#### PASSAGE SHOWN:
Now that JT Leroy has been exposed as a literary scam, it’ll be curious to see the response to Asia Argento’s film adaptation of The Heart Is Deceitful Above All Things. If one peels away the hype and controversy, Leroy’s novel was a lyrical depiction of the way an abused child reinvents the world as a tool for survival. Sometimes it felt like shock value for its own sake, veering into hip surrealism simply because the maddeningly elliptical can disguise a lack of substance, but the author’s prose was strong and sure. Leroy may have been fake, but the words felt accurate and the child’s-eye POV helped the reader overcome the numerous indignities and horrors ladled upon the young narrator.
But Argento doesn’t translate Leroy’s novel into the visual language of film, or at least she doesn’t conjure up the same feeling the book does. The focus seems less on the child Jeremiah (played with punk-rock intensity by Jimmy Bennett at age seven and both Cole and Dylan Sprouse at age 11) than on the kid’s screwed up young mother Sarah (played by Asia Argento). Even in scenes where Sarah isn’t present, it still feels like she’s the movie’s driving force, waiting to swoop back into the story and drag Jeremiah with her on her single-minded road to drug-induced hell.

#### ENTRIES SHOWN:
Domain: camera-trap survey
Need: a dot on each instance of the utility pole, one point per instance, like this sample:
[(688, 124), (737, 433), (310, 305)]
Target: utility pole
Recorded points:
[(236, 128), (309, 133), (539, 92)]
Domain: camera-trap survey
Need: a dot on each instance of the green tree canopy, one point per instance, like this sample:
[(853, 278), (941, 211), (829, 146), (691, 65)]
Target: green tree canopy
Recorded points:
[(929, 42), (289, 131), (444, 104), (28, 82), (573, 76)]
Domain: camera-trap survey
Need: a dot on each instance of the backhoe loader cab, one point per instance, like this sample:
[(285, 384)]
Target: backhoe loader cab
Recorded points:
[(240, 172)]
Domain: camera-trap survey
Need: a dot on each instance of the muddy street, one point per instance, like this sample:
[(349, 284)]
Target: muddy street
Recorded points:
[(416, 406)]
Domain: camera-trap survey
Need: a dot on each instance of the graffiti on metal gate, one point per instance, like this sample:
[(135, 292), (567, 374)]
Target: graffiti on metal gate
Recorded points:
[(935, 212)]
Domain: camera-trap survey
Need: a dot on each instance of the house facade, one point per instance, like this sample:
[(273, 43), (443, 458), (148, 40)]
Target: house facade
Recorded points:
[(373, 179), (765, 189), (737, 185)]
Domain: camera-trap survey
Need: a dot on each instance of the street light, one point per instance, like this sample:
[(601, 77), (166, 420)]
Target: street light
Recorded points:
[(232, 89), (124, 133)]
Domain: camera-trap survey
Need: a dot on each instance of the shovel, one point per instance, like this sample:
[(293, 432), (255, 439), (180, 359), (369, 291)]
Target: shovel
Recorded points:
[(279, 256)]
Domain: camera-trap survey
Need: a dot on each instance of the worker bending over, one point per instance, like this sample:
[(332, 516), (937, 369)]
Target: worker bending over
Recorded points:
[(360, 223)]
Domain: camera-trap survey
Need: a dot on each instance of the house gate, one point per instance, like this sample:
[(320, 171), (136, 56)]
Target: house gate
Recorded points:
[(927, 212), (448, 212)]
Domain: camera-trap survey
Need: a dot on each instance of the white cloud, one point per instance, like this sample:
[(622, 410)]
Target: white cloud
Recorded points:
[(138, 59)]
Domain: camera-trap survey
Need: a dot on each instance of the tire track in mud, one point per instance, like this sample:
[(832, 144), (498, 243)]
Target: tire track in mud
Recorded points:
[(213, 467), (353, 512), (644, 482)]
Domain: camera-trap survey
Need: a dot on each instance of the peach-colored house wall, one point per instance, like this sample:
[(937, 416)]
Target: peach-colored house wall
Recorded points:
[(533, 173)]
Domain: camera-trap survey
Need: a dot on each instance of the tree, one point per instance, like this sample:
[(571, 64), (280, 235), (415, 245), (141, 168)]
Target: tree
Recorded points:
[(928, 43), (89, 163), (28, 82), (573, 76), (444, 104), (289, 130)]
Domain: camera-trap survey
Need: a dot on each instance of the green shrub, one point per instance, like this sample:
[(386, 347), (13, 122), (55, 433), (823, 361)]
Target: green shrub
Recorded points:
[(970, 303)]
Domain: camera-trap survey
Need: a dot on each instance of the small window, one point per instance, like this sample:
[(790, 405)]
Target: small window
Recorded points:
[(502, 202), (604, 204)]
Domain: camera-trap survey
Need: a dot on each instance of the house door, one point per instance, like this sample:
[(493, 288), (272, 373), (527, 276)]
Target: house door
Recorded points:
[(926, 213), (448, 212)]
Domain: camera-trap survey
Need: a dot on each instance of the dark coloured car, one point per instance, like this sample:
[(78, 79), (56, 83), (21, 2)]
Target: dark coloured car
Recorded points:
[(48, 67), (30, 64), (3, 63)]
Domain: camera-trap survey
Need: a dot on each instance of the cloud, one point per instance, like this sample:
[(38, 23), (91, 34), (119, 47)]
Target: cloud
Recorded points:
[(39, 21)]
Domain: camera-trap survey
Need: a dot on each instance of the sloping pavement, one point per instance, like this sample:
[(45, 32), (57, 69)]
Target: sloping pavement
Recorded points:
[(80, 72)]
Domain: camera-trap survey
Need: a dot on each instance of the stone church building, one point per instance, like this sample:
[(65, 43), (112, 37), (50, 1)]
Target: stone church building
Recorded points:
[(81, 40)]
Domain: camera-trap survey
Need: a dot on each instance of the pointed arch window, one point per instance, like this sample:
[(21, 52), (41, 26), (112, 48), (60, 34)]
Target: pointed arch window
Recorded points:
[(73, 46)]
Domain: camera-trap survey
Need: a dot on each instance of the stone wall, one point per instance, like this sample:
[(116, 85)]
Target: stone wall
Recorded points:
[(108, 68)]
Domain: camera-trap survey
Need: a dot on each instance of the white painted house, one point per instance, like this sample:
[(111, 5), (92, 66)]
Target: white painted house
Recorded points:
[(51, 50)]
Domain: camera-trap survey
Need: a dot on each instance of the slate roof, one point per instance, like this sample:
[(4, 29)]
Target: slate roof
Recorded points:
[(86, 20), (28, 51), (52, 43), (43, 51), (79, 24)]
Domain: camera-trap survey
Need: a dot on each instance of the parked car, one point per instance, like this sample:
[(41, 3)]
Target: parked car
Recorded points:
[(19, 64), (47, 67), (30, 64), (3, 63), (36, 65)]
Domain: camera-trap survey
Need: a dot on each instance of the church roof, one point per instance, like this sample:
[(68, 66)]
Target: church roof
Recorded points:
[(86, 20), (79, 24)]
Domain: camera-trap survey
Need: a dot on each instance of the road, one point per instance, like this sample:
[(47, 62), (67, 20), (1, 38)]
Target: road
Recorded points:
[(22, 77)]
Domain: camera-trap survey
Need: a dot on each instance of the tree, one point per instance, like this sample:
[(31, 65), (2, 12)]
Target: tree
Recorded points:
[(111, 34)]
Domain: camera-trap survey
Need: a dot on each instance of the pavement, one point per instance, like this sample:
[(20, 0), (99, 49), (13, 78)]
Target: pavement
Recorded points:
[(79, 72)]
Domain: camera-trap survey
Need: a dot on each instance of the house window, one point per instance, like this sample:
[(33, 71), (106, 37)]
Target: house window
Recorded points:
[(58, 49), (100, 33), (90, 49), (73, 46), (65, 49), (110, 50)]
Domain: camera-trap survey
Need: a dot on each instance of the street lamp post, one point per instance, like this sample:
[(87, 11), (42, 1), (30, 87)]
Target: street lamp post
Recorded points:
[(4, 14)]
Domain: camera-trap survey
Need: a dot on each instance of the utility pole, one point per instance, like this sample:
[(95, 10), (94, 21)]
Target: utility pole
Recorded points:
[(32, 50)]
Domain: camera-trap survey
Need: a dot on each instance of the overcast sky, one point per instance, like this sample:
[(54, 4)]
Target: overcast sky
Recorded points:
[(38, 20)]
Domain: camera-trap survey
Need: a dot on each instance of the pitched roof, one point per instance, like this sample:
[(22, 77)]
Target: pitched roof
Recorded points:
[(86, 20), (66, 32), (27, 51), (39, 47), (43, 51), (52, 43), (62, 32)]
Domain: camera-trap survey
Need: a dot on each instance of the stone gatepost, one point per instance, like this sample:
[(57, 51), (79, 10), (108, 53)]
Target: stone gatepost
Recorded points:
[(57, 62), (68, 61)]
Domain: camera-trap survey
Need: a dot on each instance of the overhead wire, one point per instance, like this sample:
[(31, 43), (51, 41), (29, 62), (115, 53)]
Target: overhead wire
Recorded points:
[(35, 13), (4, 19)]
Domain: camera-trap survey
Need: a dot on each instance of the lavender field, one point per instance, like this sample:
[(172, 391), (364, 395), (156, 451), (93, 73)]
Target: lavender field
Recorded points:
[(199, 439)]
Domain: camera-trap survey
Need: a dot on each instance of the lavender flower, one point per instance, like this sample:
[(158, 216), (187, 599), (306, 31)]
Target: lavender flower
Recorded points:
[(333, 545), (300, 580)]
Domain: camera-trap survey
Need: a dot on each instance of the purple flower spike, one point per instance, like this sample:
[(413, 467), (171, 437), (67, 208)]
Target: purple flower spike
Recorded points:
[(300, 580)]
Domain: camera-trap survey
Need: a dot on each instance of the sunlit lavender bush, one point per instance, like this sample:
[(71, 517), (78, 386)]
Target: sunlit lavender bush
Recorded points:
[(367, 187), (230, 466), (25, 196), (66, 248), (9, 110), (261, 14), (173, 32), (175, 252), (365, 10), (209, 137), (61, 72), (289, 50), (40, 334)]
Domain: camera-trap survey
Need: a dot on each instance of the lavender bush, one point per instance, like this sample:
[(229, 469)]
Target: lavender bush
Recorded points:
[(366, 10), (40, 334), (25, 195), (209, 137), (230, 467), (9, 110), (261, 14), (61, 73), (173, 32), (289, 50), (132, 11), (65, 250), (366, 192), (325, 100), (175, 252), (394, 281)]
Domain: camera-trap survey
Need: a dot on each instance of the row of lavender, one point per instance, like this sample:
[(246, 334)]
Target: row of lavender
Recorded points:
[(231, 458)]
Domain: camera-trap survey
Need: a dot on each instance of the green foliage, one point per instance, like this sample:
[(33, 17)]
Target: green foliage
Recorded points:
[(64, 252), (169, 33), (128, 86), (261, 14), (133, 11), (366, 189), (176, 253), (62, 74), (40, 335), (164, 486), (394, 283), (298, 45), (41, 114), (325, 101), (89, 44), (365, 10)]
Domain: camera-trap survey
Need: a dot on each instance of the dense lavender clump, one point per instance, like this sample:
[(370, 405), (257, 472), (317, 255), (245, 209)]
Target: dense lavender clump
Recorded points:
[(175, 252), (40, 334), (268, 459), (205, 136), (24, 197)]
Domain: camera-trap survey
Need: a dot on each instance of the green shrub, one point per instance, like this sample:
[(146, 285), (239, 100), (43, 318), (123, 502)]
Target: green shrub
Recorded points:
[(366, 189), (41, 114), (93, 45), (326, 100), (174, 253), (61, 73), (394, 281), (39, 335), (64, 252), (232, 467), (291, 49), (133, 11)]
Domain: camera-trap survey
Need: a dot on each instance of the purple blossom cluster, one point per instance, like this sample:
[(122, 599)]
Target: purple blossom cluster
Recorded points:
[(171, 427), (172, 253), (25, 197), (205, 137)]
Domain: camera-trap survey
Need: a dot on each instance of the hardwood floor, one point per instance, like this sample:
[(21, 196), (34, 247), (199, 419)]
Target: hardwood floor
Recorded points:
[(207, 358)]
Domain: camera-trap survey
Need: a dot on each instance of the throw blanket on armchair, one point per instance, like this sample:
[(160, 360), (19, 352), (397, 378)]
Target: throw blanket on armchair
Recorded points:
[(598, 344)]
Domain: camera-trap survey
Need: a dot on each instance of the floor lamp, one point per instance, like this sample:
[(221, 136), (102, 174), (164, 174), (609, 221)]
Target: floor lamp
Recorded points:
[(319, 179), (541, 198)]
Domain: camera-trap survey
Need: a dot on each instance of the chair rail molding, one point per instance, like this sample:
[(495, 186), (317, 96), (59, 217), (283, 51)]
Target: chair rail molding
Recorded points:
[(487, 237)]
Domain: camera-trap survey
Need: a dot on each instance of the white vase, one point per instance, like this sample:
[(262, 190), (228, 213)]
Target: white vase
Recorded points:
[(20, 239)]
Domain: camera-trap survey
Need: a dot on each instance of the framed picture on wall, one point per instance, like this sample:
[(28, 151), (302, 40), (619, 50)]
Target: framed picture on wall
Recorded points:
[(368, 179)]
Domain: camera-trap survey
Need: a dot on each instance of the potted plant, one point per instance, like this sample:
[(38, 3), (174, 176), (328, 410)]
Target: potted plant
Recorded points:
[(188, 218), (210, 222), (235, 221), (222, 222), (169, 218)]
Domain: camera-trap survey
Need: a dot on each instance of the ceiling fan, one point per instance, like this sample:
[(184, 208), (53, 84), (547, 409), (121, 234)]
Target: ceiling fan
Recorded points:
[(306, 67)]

#### WHAT YOU WILL DO:
Write out the film review above in full, word for word.

#### RESULT:
Now that JT Leroy has been exposed as a literary scam, it’ll be curious to see the response to Asia Argento’s film adaptation of The Heart Is Deceitful Above All Things. If one peels away the hype and controversy, Leroy’s novel was a lyrical depiction of the way an abused child reinvents the world as a tool for survival. Sometimes it felt like shock value for its own sake, veering into hip surrealism simply because the maddeningly elliptical can disguise a lack of substance, but the author’s prose was strong and sure. Leroy may have been fake, but the words felt accurate and the child’s-eye POV helped the reader overcome the numerous indignities and horrors ladled upon the young narrator.
But Argento doesn’t translate Leroy’s novel into the visual language of film, or at least she doesn’t conjure up the same feeling the book does. The focus seems less on the child Jeremiah (played with punk-rock intensity by Jimmy Bennett at age seven and both Cole and Dylan Sprouse at age 11) than on the kid’s screwed up young mother Sarah (played by Asia Argento). Even in scenes where Sarah isn’t present, it still feels like she’s the movie’s driving force, waiting to swoop back into the story and drag Jeremiah with her on her single-minded road to drug-induced hell.